▸ **Records supplied**:
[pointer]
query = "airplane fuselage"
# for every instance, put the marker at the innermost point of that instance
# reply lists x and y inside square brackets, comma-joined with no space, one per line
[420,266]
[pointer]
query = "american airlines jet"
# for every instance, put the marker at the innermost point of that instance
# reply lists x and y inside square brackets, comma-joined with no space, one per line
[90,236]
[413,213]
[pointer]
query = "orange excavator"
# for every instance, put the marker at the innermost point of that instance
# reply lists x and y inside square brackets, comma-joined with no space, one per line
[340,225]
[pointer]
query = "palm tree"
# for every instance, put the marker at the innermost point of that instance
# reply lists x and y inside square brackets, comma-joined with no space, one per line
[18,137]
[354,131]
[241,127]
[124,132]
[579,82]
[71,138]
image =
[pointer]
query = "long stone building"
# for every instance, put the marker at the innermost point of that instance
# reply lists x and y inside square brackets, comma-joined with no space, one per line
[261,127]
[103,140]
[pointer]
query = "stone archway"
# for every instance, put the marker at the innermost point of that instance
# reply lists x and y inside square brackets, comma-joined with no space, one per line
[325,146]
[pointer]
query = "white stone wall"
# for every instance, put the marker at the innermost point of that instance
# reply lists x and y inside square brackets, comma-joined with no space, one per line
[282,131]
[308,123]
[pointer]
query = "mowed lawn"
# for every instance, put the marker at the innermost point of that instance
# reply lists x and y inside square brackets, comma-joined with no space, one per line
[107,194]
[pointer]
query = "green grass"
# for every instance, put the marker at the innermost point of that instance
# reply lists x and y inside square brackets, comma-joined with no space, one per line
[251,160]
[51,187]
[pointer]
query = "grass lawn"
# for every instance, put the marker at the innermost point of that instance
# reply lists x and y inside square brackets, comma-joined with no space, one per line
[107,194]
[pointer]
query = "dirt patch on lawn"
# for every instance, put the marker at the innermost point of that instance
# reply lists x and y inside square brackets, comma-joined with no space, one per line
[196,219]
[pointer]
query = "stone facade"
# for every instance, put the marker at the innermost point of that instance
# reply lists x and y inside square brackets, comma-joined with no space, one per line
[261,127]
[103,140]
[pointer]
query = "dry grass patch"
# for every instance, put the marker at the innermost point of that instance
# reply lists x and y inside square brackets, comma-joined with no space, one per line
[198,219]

▸ **Work to do**: All of the lines above must be returned exactly.

▸ **Answer to this problem**:
[pointer]
query = "airplane fuselage"
# for every instance, put the marker at the innermost point of that instance
# reply lists x and y inside square brackets, comma-joined with no space, one per line
[420,266]
[pointer]
query = "american airlines jet"
# for every instance, put the marker at the innermost point of that instance
# reply lists x and y inside square brackets, comma-joined with no space, one per line
[90,236]
[413,213]
[pointer]
query = "orange excavator"
# for every instance, put the marker at the innermost point of that instance
# reply lists x and y inside square brackets, comma-joined with no space, one per line
[340,225]
[pointer]
query = "palm tree"
# for every instance, put the marker at the innermost point of that instance
# reply lists x and y inside square brackets, comma-joined with no space, one per line
[18,137]
[354,131]
[241,127]
[124,132]
[579,82]
[71,138]
image =
[pointer]
query = "long stone building"
# for every instance, put the marker at the innermost point of that instance
# reply lists x and y inside square brackets, comma-joined with no space, one per line
[261,127]
[103,140]
[pointer]
query = "stone archway"
# for every instance, put the marker at the innermost point of that instance
# reply lists x and y inside square brackets, comma-joined with no space, one per line
[325,146]
[pointer]
query = "white stone wall"
# for every instance, put the marker at the innermost point of that instance
# reply lists x and y inside square brackets, comma-joined with no space, one per line
[282,131]
[308,123]
[pointer]
query = "mowed lawn"
# for every instance, put the marker at the innermost point of that instance
# reply lists x and y inside square brackets, comma-joined with no space, one per line
[107,194]
[pointer]
query = "green grass"
# for every instance, put the marker at the innermost point of that instance
# reply lists x and y inside square brackets, comma-joined with no space, one per line
[251,160]
[51,187]
[pointer]
query = "grass lawn"
# for every instance, put the marker at the innermost point of that instance
# reply lists x and y inside square brackets, comma-joined with no space, one per line
[107,194]
[pointer]
query = "dirt patch on lawn"
# for every instance, put the marker at the innermost point of that instance
# reply lists x and y inside square brackets, comma-joined with no space, one per line
[196,219]
[pointer]
query = "stone facade"
# for every instance, put the marker at the innermost point of that instance
# reply lists x and y inside square brackets, comma-joined with no space, one per line
[261,127]
[103,140]
[pointer]
query = "dry grass patch"
# for every instance, put the marker at the innermost point of that instance
# reply lists x and y inside square brackets, comma-joined with no space, one per line
[198,219]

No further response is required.